» Extrait du document:

La première fois, ce fut lorsque Jacques Becker le fit débuter dans Rendez-vous de juillet, en lui donnant pour parents cinématographiques ses propres pa­rents, tous deux comédiens. Le film sorti, Maurice Ronet se vit promu  «le jeune pre­mier de demain». 

Cette promotion ne le ména pas loin. Il venait, en effet, d'être appele au service militaire. Et dans les conditions les plus tragiques : alors qu’il jouait une pièce en tour­née, la convocation des autorités militaires le poursuivit dans toute la France : lorsqu'elle le rejoignit enfin, il avait été déclaré déserteur. Envoyé dans un bataillon disciplinaire, il fit son service dans les conditions les plus penibles et les plus humiliantes et en revint physiquement et moralement si diminué qu'on hésitait à reconnaître eu lui « le jeune premier de demain » que le film de Becker avait annoncé. 

Avec beaucoup de courage, Maurice Ronet décida de repartir á zero;  compléta d'abord, tout seul, ses études ; s'attacha à retrouver un équilibré compromis, une santé chancelante ; enfin dut à Yves Ciampi de faire de nouveaux débuts dans Le Guérisseur. 

Il tourne Les Sept Pèches capitaux (le sketch de La Luxure). La Jeune Folle, Lucrèce Borgia. Enfin, René Wheeler, pour son premier film, Châteaux en Espagne, lui offre un rôle de torero. Danielle Darrieux pour partenaire et l'Espagne tout entière pour décor. Pour la seconde fois, on découvre alors Maurice Ronet : sa sensibilité affinée, son ­talent mûri, son personnage physique maintenant établi, attirent a nouveau sur lui l'at­tention. On apprend la variété de ses dons, de ses curiosités. On voit presque, en lui, notre Mel Ferrer : avec lequel, en effet, il présente bien des points communs.

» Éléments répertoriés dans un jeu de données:

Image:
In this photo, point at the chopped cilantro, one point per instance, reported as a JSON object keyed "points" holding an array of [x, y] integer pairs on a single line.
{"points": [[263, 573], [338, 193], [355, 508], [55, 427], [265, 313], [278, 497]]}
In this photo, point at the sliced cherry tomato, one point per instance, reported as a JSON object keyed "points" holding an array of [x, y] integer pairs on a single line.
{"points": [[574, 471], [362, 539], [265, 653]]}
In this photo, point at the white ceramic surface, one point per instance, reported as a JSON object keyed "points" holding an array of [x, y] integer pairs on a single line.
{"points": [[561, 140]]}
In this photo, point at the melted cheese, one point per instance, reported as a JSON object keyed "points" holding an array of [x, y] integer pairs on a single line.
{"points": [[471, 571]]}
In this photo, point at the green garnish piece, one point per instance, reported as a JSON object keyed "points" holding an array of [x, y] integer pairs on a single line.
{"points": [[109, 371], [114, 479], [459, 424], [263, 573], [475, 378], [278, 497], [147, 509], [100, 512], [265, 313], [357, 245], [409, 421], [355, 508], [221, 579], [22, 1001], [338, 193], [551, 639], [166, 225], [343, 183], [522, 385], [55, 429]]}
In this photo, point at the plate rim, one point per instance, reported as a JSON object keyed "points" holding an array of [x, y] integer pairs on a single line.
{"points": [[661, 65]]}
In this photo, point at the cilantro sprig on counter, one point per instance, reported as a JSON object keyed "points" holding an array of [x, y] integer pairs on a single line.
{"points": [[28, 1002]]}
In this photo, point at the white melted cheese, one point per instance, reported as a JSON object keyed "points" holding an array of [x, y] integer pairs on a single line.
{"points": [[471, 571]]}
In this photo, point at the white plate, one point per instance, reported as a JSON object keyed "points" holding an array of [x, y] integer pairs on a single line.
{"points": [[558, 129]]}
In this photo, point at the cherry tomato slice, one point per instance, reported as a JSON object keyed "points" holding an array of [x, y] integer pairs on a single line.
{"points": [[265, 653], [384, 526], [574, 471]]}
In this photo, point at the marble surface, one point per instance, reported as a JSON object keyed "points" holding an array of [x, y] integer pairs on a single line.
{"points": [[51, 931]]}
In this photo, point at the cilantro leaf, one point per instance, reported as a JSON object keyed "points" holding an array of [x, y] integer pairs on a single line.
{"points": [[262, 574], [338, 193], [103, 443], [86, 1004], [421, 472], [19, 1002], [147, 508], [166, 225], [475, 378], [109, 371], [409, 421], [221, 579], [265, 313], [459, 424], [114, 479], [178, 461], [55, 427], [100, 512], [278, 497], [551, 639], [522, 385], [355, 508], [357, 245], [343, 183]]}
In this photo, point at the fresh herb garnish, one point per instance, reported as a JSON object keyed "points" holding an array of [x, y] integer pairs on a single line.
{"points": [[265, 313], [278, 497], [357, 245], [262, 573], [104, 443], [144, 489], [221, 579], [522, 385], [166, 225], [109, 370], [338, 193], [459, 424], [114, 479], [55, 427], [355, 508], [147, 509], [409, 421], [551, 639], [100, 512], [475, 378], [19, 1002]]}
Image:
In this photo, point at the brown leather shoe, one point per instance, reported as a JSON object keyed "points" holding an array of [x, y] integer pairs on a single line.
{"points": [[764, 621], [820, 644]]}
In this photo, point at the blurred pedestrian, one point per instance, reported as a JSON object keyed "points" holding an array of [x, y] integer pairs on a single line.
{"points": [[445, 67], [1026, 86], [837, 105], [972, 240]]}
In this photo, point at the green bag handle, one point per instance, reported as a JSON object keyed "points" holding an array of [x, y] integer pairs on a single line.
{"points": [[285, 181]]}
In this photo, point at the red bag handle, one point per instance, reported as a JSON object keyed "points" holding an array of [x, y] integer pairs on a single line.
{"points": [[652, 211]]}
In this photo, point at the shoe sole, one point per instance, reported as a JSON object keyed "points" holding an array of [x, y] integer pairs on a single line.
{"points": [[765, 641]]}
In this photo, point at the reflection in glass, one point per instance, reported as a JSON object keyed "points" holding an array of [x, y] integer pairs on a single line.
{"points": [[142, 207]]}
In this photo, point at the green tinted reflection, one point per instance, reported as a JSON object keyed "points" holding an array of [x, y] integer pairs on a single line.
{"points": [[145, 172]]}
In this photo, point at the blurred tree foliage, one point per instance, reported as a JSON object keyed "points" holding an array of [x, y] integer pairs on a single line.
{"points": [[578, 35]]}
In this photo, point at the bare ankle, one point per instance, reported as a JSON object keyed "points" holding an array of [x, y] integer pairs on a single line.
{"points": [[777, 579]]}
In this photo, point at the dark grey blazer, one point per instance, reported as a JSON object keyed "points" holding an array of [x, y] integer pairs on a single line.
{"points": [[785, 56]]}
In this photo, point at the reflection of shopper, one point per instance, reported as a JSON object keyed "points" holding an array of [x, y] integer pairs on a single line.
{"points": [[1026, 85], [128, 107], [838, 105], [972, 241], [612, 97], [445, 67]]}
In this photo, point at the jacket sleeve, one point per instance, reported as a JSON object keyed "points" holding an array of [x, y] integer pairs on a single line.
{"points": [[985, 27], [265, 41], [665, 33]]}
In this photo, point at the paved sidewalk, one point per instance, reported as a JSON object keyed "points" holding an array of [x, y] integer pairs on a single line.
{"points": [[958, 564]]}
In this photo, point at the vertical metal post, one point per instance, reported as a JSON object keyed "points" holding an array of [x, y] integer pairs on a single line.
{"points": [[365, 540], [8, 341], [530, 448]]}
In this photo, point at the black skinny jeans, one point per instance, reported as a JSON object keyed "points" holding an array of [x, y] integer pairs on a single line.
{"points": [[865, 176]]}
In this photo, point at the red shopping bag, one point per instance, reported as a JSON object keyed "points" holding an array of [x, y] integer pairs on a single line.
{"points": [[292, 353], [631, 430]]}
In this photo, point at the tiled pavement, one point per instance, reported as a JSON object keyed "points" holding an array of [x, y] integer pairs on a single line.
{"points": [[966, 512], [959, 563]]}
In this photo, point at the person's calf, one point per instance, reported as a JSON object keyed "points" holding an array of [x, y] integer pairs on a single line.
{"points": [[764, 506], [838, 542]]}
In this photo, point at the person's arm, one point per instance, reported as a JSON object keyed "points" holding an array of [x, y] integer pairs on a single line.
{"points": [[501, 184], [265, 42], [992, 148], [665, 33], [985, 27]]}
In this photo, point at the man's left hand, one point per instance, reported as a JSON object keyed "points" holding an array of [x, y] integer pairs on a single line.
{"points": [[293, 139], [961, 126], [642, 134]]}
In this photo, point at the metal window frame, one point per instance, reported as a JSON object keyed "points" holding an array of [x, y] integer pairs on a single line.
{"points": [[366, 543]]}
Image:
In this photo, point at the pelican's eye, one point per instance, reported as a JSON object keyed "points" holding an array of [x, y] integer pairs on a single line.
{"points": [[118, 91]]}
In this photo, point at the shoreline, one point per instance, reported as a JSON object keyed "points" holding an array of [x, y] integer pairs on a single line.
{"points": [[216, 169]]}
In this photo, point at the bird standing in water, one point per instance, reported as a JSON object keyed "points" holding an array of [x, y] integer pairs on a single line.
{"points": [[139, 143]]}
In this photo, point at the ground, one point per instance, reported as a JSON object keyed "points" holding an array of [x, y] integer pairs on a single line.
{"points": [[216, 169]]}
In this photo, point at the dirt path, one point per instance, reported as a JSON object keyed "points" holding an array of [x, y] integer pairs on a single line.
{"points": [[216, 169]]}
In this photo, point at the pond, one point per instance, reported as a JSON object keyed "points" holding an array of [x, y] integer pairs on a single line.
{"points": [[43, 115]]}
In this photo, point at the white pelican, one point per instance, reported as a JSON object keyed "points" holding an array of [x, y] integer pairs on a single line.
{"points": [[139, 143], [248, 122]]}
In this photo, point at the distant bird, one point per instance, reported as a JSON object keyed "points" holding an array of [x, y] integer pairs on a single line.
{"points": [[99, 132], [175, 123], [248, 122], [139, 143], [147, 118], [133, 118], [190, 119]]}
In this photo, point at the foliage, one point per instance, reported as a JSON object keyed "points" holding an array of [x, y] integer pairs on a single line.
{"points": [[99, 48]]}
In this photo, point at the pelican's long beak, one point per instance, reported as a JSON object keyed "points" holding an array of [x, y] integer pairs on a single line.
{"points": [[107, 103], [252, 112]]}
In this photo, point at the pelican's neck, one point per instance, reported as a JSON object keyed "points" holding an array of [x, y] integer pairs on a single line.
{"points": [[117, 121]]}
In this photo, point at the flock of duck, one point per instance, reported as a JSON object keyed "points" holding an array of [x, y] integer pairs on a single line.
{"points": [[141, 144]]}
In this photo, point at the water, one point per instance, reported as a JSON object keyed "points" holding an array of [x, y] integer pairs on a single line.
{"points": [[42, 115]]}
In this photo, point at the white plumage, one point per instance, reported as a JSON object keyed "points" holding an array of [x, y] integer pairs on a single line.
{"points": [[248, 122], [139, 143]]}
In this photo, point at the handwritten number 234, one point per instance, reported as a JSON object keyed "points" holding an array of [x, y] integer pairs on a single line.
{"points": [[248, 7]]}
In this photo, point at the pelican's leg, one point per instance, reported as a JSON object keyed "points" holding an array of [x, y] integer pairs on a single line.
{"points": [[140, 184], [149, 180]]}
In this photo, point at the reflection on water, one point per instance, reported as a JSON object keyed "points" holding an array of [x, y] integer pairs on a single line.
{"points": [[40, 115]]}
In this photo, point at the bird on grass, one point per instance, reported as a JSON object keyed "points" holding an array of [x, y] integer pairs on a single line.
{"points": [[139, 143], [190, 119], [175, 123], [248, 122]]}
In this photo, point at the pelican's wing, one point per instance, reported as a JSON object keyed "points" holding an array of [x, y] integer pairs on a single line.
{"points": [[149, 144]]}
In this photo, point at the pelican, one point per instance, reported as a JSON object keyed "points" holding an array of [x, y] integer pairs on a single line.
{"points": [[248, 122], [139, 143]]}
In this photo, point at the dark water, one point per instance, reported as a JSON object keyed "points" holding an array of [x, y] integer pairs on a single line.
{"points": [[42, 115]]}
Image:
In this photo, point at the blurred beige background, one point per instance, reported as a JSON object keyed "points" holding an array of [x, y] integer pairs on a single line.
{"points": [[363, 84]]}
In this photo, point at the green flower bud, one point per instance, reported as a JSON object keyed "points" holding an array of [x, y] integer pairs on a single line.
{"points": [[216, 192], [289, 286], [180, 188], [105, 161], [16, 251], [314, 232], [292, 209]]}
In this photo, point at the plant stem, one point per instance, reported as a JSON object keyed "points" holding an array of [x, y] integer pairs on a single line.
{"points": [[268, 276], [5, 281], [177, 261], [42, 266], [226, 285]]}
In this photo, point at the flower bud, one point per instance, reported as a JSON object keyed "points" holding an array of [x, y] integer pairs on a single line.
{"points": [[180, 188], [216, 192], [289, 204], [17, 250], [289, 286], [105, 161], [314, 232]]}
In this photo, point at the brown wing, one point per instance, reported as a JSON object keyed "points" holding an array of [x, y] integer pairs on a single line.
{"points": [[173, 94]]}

» Objectif fixé:
Écrivez la suite de l'extrait sur Maurice Ronet, s'il vous plaît. Ce matériel n'a aucun lien avec l'extrait sur Maurice Ronet.

» Résultat:
Sa carrière se déroule maintenant sans à-coups:  il tourne Gueule d'Ange à Paris, Casta Diva en Italie, Section des disparus à Buenos Aires, Sous le plus petit chapiteau du monde à Londres, La Sorcière à Stockholm. II est toujours juste, convaincant ; mais les personnages qu'il incarne ne lui conviennent peut-être qu'a moitié. On a, un peu, l'im­pression qu'il piétine. 

Avec Celui qui doit mourir, de Jules Dassin, le ton change. Maurice Ronet y est admirable de force contenue, de chaleur secrète. Il crée un personnage que l'on n'ou­bliera plus. 

Et lorsque Ascenseur pour l'échafaud lui permet, enfin, de donner sa mesure, le pu­blic et la critique découvrent, pour la troisième fois,  il est vrai, un des acteurs les plus personnels de sa génération : le moins fade des jeunes premiers qu'il fut ; le plus atta­chant des grands premiers rôles, qu'il sera.

 

GEORGES BEAUME. — A partir de quel moment avez-vous eu l'impression qu'on allait enfin vous offrir les rôles qui vous intéres­sent ?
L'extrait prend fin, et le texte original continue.